→ Treść zadania:
Przepisz bez żadnych zmian wiersze rekordów od wiersza zawierającego „Task: indicate every instance of the crowd” do wiersza zawierającego „[(207, 78)]”, włącznie z tymi dwoma wierszami.

→ Fragmenty zbioru danych:
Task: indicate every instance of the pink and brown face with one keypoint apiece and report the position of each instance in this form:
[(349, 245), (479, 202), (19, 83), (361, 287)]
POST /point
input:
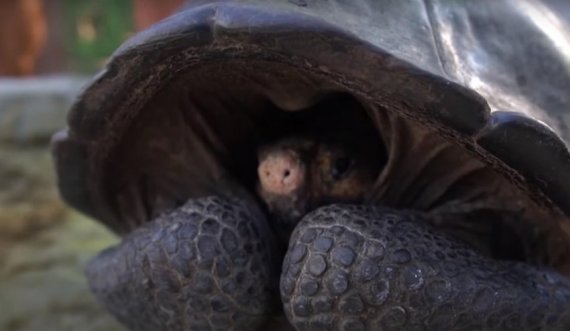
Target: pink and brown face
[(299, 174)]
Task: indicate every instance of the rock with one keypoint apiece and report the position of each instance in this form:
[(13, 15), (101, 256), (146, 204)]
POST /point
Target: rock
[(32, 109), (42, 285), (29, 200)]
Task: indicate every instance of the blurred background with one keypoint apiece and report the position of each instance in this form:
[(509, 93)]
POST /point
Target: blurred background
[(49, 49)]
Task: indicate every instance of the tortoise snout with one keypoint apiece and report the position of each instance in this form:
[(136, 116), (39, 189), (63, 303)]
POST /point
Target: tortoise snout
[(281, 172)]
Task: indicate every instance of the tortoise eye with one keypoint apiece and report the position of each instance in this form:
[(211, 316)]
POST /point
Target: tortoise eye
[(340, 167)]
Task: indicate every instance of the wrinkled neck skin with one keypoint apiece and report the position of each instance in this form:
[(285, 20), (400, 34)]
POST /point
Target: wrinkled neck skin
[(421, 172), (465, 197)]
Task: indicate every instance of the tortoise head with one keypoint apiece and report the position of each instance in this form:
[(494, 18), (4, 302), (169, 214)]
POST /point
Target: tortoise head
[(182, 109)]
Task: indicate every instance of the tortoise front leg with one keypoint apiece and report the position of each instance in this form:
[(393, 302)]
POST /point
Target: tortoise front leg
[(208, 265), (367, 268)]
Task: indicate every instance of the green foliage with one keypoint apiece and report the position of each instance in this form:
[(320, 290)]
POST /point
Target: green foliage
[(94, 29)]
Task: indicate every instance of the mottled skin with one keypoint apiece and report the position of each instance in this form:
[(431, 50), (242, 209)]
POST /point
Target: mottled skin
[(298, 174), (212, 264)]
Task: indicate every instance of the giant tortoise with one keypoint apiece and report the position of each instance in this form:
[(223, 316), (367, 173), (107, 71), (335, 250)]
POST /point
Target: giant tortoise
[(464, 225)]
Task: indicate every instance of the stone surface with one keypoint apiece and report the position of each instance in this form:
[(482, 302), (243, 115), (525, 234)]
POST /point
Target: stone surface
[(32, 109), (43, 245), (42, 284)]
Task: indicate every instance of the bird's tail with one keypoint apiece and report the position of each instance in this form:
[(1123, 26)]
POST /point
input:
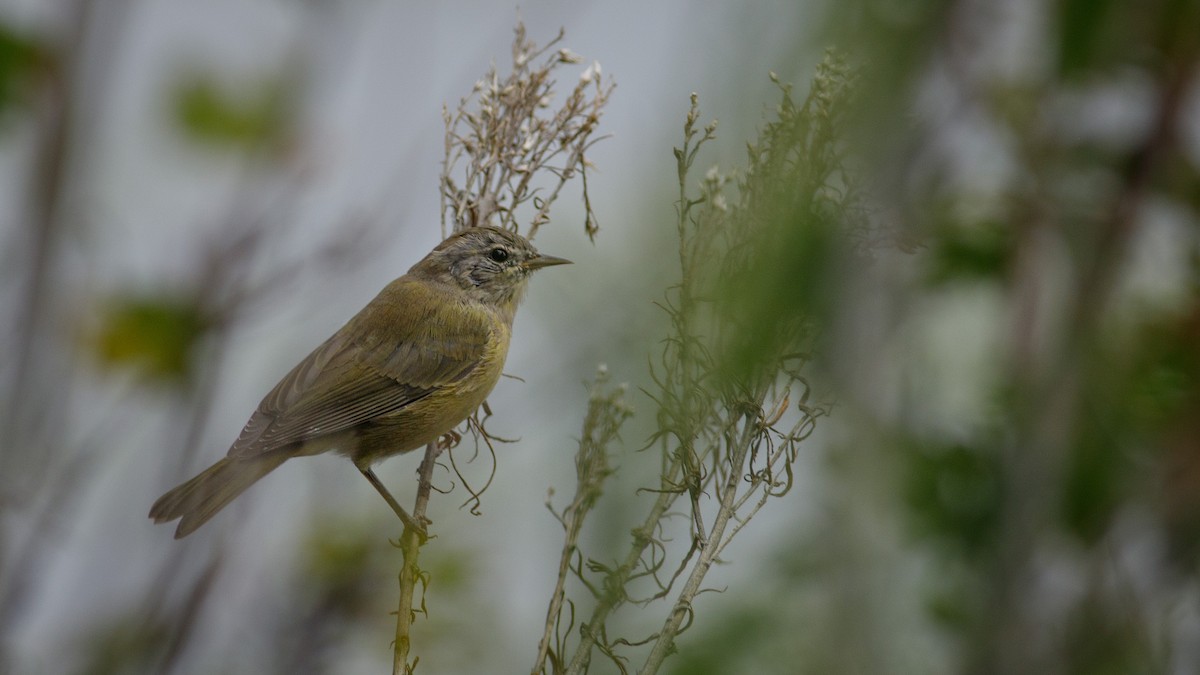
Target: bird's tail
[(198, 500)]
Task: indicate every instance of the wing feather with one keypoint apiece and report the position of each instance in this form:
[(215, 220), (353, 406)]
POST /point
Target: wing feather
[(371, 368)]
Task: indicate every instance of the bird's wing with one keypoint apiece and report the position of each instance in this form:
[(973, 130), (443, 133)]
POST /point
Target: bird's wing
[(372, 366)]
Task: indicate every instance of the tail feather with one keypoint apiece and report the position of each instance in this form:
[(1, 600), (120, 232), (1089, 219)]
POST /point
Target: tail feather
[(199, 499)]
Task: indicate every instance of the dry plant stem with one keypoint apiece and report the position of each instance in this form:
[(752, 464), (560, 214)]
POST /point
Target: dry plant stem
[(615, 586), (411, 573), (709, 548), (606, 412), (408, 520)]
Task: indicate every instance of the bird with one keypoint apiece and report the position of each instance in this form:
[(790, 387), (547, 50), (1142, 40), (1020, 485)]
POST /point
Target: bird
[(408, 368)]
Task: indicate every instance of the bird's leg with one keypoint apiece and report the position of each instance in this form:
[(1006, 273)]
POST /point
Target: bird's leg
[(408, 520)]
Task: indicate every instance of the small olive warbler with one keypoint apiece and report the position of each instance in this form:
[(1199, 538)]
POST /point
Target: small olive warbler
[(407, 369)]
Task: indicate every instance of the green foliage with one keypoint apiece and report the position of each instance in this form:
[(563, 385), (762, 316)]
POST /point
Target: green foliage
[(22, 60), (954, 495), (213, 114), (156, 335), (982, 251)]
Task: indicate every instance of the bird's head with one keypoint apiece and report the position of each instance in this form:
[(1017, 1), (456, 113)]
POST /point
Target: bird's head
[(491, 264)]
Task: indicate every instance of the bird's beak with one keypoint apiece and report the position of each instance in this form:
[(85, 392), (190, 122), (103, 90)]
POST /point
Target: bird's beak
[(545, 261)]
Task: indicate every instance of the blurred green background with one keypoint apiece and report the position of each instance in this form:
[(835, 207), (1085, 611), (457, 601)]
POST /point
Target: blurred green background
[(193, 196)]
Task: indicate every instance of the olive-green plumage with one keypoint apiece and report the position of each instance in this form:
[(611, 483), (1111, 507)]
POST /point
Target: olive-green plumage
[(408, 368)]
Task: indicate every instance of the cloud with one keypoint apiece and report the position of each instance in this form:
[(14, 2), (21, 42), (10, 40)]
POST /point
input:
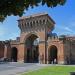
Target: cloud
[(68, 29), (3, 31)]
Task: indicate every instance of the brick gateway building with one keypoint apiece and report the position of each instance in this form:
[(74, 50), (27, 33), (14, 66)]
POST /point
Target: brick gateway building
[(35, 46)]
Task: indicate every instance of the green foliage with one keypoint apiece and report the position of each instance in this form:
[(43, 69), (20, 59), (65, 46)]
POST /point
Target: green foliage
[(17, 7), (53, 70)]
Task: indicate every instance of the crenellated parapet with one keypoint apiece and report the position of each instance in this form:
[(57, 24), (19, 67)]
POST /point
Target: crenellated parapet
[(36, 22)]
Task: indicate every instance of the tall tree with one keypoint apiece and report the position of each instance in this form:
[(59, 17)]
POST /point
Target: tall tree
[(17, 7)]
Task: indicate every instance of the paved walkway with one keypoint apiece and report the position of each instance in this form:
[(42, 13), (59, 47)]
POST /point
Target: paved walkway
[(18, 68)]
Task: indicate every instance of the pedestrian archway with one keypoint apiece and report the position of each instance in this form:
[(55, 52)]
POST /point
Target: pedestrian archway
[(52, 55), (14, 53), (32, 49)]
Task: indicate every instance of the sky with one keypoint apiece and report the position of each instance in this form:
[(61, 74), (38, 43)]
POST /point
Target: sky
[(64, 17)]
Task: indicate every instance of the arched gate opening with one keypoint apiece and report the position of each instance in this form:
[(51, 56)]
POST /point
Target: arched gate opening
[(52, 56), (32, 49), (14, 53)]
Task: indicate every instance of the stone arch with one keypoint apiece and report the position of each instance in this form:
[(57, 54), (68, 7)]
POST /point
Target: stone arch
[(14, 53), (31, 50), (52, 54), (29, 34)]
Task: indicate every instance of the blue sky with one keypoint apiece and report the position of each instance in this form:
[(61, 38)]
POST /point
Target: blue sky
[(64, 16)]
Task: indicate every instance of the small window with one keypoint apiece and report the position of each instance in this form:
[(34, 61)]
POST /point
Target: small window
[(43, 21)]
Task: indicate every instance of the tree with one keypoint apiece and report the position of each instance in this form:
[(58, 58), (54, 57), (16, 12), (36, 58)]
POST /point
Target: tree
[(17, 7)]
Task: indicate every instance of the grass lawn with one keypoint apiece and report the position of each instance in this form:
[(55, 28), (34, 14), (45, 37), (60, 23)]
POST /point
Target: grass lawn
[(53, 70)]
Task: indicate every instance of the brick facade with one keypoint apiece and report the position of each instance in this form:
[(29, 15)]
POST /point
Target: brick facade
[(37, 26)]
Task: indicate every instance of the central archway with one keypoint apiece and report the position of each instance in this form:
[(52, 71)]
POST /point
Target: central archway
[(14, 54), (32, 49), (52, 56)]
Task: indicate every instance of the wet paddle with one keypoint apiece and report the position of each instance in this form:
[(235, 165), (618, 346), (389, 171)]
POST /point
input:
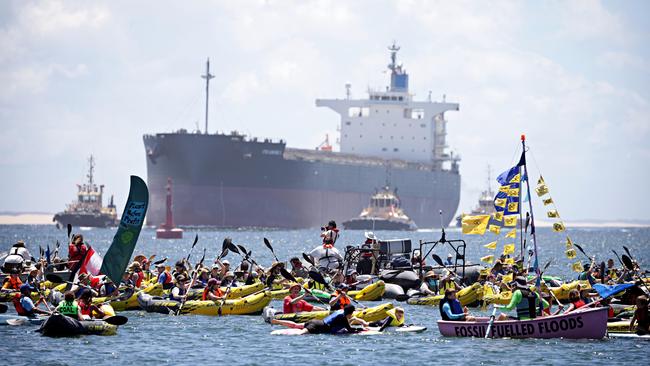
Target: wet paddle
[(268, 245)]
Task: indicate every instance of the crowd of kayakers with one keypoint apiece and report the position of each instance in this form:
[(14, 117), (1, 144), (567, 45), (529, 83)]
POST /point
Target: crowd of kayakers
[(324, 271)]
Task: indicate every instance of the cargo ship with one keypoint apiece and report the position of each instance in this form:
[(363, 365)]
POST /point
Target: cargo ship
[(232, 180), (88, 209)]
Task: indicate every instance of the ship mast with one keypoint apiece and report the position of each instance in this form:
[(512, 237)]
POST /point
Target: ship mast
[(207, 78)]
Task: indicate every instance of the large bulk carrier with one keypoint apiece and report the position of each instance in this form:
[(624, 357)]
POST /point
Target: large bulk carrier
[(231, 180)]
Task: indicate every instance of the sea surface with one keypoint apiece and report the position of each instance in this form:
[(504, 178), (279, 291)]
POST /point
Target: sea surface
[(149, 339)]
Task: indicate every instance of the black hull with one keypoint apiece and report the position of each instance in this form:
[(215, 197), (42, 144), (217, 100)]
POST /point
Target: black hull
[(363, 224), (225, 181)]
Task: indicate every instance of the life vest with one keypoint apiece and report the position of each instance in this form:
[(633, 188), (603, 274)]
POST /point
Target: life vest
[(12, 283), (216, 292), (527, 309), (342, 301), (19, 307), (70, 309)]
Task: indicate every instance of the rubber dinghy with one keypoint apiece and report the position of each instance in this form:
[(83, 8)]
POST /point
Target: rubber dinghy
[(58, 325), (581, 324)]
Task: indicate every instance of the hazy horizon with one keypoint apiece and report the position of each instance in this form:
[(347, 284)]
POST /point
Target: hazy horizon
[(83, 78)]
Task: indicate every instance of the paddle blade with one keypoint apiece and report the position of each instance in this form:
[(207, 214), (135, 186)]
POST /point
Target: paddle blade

→ Wynik ćwiczenia:
Task: indicate every instance of the crowd of kayakers with one keypoint apiece and report the position of each instance in this form:
[(14, 117), (1, 144), (567, 45), (529, 83)]
POST /point
Target: crowd of kayakers
[(324, 271)]
Task: indicate every instance of the cargo ship with one keypoint apiece and report the position of each instance in this form:
[(363, 365)]
POST /point
Target: cargo ship
[(232, 180), (88, 209)]
Task: indicate every instance of the ship mast with one keypoint apiece and report the position of each instance in this form:
[(512, 237)]
POST /point
Target: ship mast
[(207, 78)]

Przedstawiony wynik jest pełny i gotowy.